やること |
1. 本文の「ドラえもん、ターミネーター2、」で始まる段落を、主な事実を残して箇条書きにまとめること。
2. 本文から、「2014年12月22日月曜日」を含む言葉で始まり「げかけられる。「人殺しには同意してない」」で終わる部分を、一字も変えずに返すこと。

#### 本文 ####

2014年12月22日月曜日

映画『ベイマックス』クロスレビュー


ドラえもん、ターミネーター2、逆襲のロボとうちゃん(クレヨンしんちゃん)に至るまで、古今東西、少年とロボットの物語は掃いて捨てるほど作られてきたのに、またロボットものですか……もうそんなにパターンないだろ……と思っていたけれど、この映画が迎える一つの臨界点に息を飲んだ。兄が遺したロボットとともに、敵を討つ――その先に、やわらかケアロボット・ベイマックスならではの展開がある。高まった観客の興奮にも、突き放すような言葉が投げかけられる。「人殺しには同意してない」

#### 課題データ ####

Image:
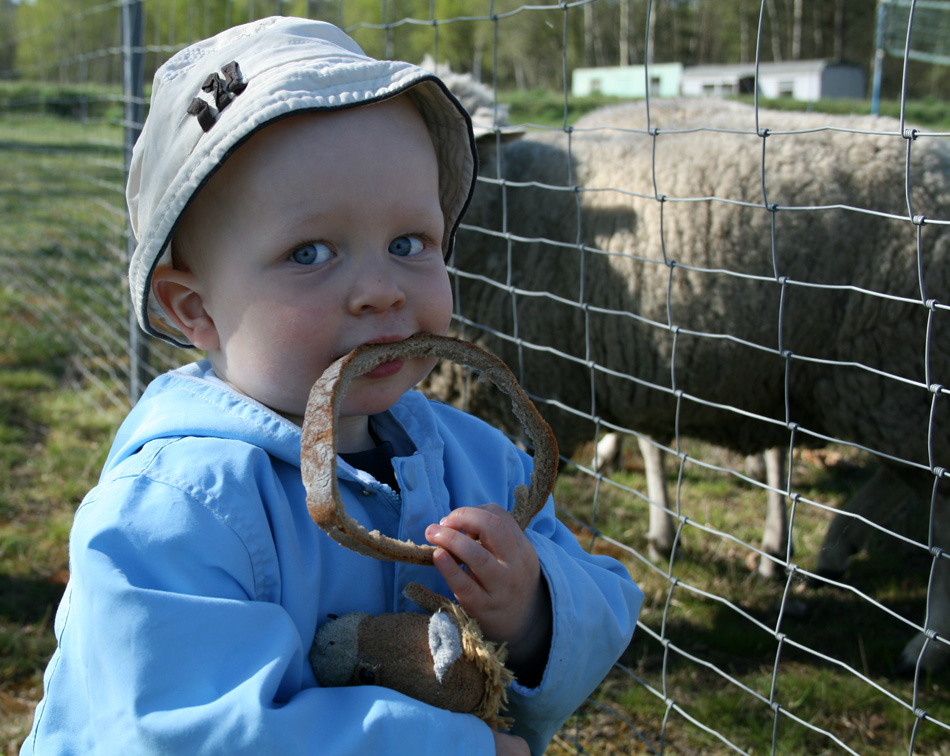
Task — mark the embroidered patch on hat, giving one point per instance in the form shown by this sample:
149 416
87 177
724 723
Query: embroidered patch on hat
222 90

####
#### 課題データ ####

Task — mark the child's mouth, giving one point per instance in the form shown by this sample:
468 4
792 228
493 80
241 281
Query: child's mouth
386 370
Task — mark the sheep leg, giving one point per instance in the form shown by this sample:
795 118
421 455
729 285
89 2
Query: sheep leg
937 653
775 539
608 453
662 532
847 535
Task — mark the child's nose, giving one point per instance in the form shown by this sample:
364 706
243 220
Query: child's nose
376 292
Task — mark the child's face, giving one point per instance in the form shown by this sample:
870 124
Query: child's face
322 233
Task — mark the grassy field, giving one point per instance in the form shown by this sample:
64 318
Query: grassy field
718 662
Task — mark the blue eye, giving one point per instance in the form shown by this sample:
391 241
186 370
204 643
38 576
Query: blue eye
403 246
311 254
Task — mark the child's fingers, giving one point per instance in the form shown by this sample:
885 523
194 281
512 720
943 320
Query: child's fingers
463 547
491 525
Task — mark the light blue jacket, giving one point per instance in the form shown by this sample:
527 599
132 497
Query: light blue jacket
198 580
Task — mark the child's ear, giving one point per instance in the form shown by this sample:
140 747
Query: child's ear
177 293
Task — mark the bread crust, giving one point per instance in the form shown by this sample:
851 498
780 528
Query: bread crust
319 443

####

解答例 |
1.
- ドラえもん、ターミネーター2、逆襲のロボとうちゃんなど、少年とロボットの物語は数多く作られてきた。
- 筆者はまたロボットものかと思っていたが、この映画が迎える一つの臨界点に息を飲んだ。
- 兄が遺したロボットとともに敵を討つ話の先に、ケアロボット・ベイマックスならではの展開がある。
- 観客の高まった興奮にも「人殺しには同意してない」という突き放すような言葉が投げかけられる。

2.
2014年12月22日月曜日

映画『ベイマックス』クロスレビュー


ドラえもん、ターミネーター2、逆襲のロボとうちゃん(クレヨンしんちゃん)に至るまで、古今東西、少年とロボットの物語は掃いて捨てるほど作られてきたのに、またロボットものですか……もうそんなにパターンないだろ……と思っていたけれど、この映画が迎える一つの臨界点に息を飲んだ。兄が遺したロボットとともに、敵を討つ――その先に、やわらかケアロボット・ベイマックスならではの展開がある。高まった観客の興奮にも、突き放すような言葉が投げかけられる。「人殺しには同意してない」